Samuel Žbogar, New York, 2 gennaio 2024 © lev radin/Shutterstock

Samuel Žbogar, New York, 2 gennaio 2024 © lev radin/Shutterstock

Per la seconda volta Lubiana entra a far parte del Consiglio di sicurezza delle Nazioni Unite come membro non permanente, come già accadde tra il 1998 e il 1999. Per la Slovenia è un'importante vetrina internazionale ma anche una sfida, che il paese affronta con un'agenda ambiziosa

08/01/2024 -  Stefano Lusa Capodistria

Il 2 gennaio con una breve cerimonia la bandiera slovena, insieme a quelle di Algeria, Guyana, Corea del Sud e Sierra Leone, sono state poste all’ingresso del Consiglio di sicurezza delle Nazioni Unite. I cinque nuovi membri non permanenti faranno parte dell’organismo fino alla fine del 2025. L’ambasciatore sloveno Samuel Žbogar ha rilevato che tutto ciò avviene in un momento di crisi di credibilità per il Consiglio di sicurezza, causata dall’impossibilità di tutelare la popolazione civile nei conflitti in corso, come ad esempio a Gaza, in Sudan ed in Ucraina.

==*==

§ Cosa fare
1. Per favore, ricopia dall'articolo sulla Slovenia nel Consiglio di sicurezza tutto il testo che va da "08/01/2024 -  Stefano Lusa" giù fino a "ed in Ucraina.".
2. Elenca i paesi che, secondo l'articolo sulla Slovenia nel Consiglio di sicurezza, sono entrati il 2 gennaio nel Consiglio come nuovi membri non permanenti.

==*==

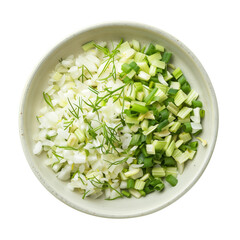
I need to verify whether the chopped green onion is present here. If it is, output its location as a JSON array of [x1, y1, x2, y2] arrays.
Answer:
[[134, 82, 143, 92], [179, 132, 192, 143], [138, 190, 146, 197], [174, 89, 188, 107], [130, 134, 141, 146], [129, 61, 140, 73], [134, 179, 145, 190], [181, 82, 191, 94], [125, 116, 139, 124], [146, 144, 155, 155], [143, 157, 153, 168], [163, 157, 176, 167], [145, 43, 156, 55], [172, 68, 183, 79], [165, 175, 178, 187], [152, 59, 166, 69], [152, 167, 165, 177], [144, 88, 158, 105], [165, 167, 178, 177], [74, 128, 86, 142], [121, 63, 132, 73], [155, 44, 164, 52], [140, 173, 150, 181], [162, 52, 172, 63], [154, 182, 165, 192], [121, 190, 131, 198], [152, 140, 166, 151], [167, 102, 179, 115], [185, 89, 198, 106], [166, 140, 175, 157], [138, 71, 151, 81], [183, 122, 192, 133], [178, 75, 187, 86], [123, 76, 132, 83], [168, 88, 178, 96], [197, 137, 207, 147], [160, 109, 169, 120], [169, 122, 181, 133], [200, 109, 205, 118], [147, 52, 162, 64], [143, 124, 159, 136], [127, 178, 135, 189], [157, 119, 169, 132], [131, 103, 149, 113]]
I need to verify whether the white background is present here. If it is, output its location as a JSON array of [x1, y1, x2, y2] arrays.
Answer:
[[0, 0, 240, 240]]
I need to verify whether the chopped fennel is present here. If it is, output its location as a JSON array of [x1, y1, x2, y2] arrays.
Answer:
[[33, 39, 207, 199]]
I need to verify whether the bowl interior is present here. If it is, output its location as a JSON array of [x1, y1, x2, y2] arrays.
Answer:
[[20, 24, 218, 218]]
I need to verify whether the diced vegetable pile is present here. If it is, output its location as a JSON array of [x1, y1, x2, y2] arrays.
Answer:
[[33, 40, 207, 199]]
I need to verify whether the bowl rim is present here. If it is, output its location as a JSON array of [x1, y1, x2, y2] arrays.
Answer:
[[18, 21, 219, 218]]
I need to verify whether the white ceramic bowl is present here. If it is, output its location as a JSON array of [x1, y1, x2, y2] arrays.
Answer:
[[20, 24, 218, 218]]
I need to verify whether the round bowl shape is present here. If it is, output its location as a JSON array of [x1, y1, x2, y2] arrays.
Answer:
[[20, 24, 218, 218]]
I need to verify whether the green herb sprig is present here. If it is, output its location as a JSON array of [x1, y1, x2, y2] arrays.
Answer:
[[43, 92, 54, 111]]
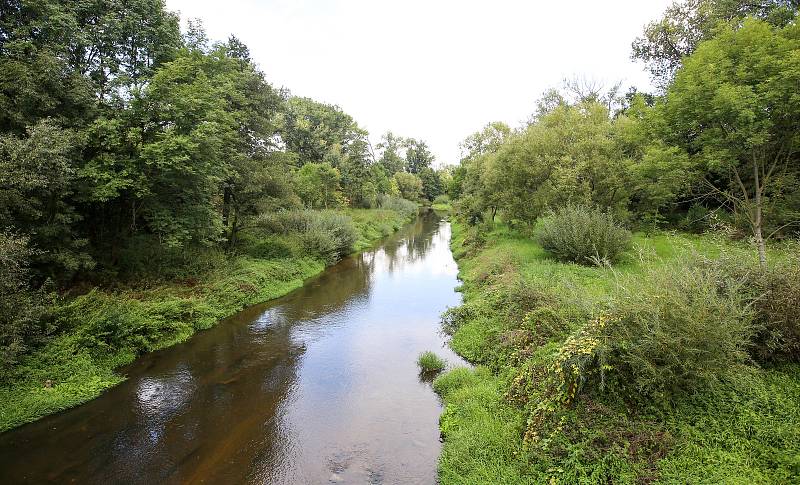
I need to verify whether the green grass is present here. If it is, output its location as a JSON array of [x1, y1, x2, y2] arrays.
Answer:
[[417, 350, 447, 372], [434, 223, 800, 484], [431, 202, 453, 212], [0, 210, 409, 432]]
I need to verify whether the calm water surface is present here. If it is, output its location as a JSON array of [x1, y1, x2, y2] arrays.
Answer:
[[0, 213, 461, 484]]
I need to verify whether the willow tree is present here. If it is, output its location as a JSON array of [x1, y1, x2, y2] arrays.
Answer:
[[662, 19, 800, 266]]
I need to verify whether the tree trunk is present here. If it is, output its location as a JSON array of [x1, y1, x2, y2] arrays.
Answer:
[[753, 161, 767, 270]]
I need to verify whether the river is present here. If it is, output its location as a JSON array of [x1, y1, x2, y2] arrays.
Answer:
[[0, 212, 462, 484]]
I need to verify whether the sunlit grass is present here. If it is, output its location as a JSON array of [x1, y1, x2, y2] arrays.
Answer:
[[434, 223, 800, 484]]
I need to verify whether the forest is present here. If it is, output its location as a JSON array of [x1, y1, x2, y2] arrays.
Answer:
[[434, 0, 800, 484], [0, 0, 449, 430], [0, 0, 800, 485]]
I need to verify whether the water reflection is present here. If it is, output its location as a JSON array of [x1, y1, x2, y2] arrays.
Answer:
[[0, 210, 458, 483]]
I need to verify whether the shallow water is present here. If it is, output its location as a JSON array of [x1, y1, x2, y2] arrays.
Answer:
[[0, 213, 461, 484]]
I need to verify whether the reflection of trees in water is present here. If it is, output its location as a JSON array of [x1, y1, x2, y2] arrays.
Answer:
[[383, 212, 440, 273], [0, 210, 446, 483]]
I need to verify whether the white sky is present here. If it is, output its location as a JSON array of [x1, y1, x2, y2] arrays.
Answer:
[[167, 0, 671, 163]]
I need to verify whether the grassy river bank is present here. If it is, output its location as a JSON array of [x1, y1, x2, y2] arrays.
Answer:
[[434, 222, 800, 485], [0, 209, 413, 432]]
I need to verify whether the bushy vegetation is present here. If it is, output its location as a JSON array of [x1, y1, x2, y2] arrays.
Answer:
[[378, 195, 419, 221], [435, 6, 800, 476], [0, 0, 438, 426], [536, 204, 631, 265], [0, 210, 410, 431], [708, 253, 800, 363], [434, 223, 800, 483], [417, 350, 447, 373]]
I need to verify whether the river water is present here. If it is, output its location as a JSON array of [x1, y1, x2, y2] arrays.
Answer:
[[0, 212, 461, 484]]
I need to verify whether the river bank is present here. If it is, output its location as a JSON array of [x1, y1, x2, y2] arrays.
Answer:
[[434, 222, 800, 485], [0, 209, 411, 432], [0, 211, 463, 484]]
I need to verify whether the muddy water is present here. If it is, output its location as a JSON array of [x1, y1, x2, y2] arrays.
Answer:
[[0, 213, 459, 484]]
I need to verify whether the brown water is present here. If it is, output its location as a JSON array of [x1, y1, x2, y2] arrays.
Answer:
[[0, 213, 460, 484]]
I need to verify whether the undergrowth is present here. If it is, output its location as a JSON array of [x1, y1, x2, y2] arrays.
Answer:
[[0, 209, 410, 432], [434, 223, 800, 484]]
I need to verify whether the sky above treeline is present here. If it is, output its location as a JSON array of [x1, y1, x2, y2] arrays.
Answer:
[[167, 0, 671, 164]]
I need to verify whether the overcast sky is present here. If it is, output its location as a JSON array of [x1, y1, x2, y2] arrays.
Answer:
[[167, 0, 671, 163]]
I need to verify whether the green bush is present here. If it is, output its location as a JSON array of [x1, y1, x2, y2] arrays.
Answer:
[[247, 239, 293, 259], [536, 205, 631, 265], [432, 194, 450, 205], [417, 350, 447, 372], [0, 231, 54, 381], [256, 210, 358, 264], [433, 367, 479, 398], [714, 255, 800, 363], [114, 235, 228, 282], [301, 211, 358, 264], [378, 195, 419, 218], [256, 210, 316, 234], [608, 265, 754, 396]]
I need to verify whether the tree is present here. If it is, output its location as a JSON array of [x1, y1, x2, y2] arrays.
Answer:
[[0, 119, 92, 279], [280, 97, 365, 165], [458, 121, 511, 160], [632, 0, 800, 88], [660, 19, 800, 266], [392, 172, 422, 202], [419, 167, 443, 201], [378, 131, 405, 174], [296, 162, 341, 209], [405, 138, 434, 174], [0, 230, 52, 378], [484, 102, 632, 223]]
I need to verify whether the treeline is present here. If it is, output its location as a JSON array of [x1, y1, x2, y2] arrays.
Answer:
[[0, 0, 450, 284], [448, 0, 800, 264], [0, 0, 456, 376]]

==*==

§ Soluzioni per compito
1.
08/01/2024 -  Stefano Lusa Capodistria

Il 2 gennaio con una breve cerimonia la bandiera slovena, insieme a quelle di Algeria, Guyana, Corea del Sud e Sierra Leone, sono state poste all’ingresso del Consiglio di sicurezza delle Nazioni Unite. I cinque nuovi membri non permanenti faranno parte dell’organismo fino alla fine del 2025. L’ambasciatore sloveno Samuel Žbogar ha rilevato che tutto ciò avviene in un momento di crisi di credibilità per il Consiglio di sicurezza, causata dall’impossibilità di tutelare la popolazione civile nei conflitti in corso, come ad esempio a Gaza, in Sudan ed in Ucraina.

2.
- Slovenia
- Algeria
- Guyana
- Corea del Sud
- Sierra Leone